What you should do: Reproduce word for word the lines of the items below, from the line containing "the beer foam" through the line containing "[0, 82, 549, 279]", including both of those lines.

** START OF Material provided **

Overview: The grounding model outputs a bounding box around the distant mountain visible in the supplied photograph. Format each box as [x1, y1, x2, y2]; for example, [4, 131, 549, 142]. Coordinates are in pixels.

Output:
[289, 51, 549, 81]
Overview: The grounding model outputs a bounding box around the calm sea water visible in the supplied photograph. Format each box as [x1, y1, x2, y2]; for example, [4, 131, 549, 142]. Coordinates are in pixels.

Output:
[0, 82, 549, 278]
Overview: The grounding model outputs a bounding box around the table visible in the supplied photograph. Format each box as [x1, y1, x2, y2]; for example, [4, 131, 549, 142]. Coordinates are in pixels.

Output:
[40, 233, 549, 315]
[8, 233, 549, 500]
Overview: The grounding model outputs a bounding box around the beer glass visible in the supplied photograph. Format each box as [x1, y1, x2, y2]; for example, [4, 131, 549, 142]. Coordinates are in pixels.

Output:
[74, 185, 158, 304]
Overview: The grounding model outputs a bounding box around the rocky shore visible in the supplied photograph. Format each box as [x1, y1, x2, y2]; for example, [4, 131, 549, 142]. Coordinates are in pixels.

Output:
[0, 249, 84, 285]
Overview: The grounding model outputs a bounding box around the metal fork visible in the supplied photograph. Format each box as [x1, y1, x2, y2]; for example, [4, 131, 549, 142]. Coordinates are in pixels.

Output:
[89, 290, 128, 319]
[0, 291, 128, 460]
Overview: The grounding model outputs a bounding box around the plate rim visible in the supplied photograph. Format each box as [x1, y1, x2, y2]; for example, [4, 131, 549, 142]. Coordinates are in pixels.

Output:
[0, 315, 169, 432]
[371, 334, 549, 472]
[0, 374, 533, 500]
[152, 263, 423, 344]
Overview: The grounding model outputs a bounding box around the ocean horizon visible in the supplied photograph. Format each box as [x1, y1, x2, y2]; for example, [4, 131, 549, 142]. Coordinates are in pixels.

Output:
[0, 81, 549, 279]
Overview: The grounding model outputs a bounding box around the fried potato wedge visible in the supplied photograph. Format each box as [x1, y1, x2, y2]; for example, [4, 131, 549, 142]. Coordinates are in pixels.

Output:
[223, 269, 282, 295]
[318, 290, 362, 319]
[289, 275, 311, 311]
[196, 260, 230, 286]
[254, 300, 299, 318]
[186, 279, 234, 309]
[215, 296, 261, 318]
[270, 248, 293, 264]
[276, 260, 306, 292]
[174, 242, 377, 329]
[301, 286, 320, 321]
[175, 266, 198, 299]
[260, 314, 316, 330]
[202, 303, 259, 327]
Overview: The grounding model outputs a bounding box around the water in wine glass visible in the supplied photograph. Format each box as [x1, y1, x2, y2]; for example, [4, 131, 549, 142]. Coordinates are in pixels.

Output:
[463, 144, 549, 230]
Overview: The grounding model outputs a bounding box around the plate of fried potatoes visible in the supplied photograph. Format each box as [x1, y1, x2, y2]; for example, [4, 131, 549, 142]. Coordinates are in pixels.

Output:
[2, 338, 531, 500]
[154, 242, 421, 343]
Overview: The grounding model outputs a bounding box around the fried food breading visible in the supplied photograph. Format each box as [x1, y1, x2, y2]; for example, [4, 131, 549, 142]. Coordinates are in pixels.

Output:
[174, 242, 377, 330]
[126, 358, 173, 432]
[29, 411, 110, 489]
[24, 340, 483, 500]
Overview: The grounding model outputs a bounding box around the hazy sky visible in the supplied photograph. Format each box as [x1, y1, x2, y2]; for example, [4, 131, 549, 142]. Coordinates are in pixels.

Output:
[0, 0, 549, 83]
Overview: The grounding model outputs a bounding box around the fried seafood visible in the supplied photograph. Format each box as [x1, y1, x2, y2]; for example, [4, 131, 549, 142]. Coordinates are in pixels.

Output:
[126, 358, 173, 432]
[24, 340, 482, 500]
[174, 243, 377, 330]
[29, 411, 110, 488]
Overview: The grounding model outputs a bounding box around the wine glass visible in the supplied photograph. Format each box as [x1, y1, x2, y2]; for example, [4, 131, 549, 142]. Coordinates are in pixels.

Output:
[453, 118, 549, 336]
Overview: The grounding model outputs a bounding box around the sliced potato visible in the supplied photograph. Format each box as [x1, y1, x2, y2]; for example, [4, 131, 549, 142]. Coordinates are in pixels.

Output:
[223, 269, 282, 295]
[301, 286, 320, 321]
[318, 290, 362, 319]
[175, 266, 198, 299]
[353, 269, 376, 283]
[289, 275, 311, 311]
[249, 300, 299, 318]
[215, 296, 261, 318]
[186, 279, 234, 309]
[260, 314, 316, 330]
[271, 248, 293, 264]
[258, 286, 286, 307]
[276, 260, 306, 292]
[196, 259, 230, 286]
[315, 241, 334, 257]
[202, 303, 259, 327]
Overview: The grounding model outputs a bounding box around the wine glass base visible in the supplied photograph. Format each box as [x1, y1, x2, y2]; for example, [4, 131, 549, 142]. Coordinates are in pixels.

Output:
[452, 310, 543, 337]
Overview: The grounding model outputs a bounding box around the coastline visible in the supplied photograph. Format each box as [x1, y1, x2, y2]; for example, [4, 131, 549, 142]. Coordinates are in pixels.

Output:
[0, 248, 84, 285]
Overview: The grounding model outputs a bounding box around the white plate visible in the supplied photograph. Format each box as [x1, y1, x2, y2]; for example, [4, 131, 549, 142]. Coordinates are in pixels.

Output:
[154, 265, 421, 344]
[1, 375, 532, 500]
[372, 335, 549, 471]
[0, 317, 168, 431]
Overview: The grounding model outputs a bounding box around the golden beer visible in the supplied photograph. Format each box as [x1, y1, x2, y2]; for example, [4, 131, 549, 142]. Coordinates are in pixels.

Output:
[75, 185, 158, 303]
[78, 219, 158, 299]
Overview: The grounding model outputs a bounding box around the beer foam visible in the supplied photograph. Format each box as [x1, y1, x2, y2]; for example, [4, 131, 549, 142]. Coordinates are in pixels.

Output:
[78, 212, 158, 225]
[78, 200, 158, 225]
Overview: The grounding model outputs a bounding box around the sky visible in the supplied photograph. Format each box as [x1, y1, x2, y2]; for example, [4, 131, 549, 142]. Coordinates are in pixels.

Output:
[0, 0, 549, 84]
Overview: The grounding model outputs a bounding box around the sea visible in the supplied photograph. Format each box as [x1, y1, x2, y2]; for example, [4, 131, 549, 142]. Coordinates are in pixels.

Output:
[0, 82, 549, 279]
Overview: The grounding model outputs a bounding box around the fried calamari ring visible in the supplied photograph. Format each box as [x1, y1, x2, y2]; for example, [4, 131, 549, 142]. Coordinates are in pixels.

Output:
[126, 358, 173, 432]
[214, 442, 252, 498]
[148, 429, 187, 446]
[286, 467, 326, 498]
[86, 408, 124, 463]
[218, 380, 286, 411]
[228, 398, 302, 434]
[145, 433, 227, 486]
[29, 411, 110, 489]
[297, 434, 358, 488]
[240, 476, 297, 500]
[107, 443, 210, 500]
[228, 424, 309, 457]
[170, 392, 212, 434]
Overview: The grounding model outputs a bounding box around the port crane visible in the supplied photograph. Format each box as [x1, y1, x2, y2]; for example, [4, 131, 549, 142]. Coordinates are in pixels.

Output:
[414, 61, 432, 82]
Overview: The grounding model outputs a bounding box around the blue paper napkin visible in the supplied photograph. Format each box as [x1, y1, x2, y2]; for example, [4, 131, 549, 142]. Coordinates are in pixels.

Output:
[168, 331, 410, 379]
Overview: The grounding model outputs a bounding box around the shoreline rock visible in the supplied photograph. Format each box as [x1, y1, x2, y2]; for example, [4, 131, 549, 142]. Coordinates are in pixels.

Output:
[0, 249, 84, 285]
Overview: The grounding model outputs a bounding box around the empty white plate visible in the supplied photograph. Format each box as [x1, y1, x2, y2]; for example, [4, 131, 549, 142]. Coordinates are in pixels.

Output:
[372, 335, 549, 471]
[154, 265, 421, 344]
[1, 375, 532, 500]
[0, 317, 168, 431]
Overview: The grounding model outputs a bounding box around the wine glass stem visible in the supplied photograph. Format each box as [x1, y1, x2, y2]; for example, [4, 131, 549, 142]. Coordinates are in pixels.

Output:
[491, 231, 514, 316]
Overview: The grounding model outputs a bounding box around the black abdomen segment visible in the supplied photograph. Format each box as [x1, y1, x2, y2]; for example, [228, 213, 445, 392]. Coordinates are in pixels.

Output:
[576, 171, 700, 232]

** END OF Material provided **

Task response:
Overview: The grounding model outputs a bounding box around the beer foam visible in the supplied photograph. Format each box as [x1, y1, x2, y2]; for example, [4, 131, 549, 142]. Coordinates are in pixels.

Output:
[78, 212, 158, 225]
[78, 200, 158, 225]
Overview: The grounding model outputs a bounding box around the sky visible in the supplied photograph. Format each box as [x1, y1, x2, y2]; for example, [4, 131, 549, 142]. Coordinates are in pixels.

Output:
[0, 0, 549, 84]
Overview: The grounding model outputs a bounding box around the sea visible in the supplied photograph. Format each box as [x1, y1, x2, y2]; for example, [4, 131, 549, 142]. Coordinates are in pixels.

Output:
[0, 82, 549, 279]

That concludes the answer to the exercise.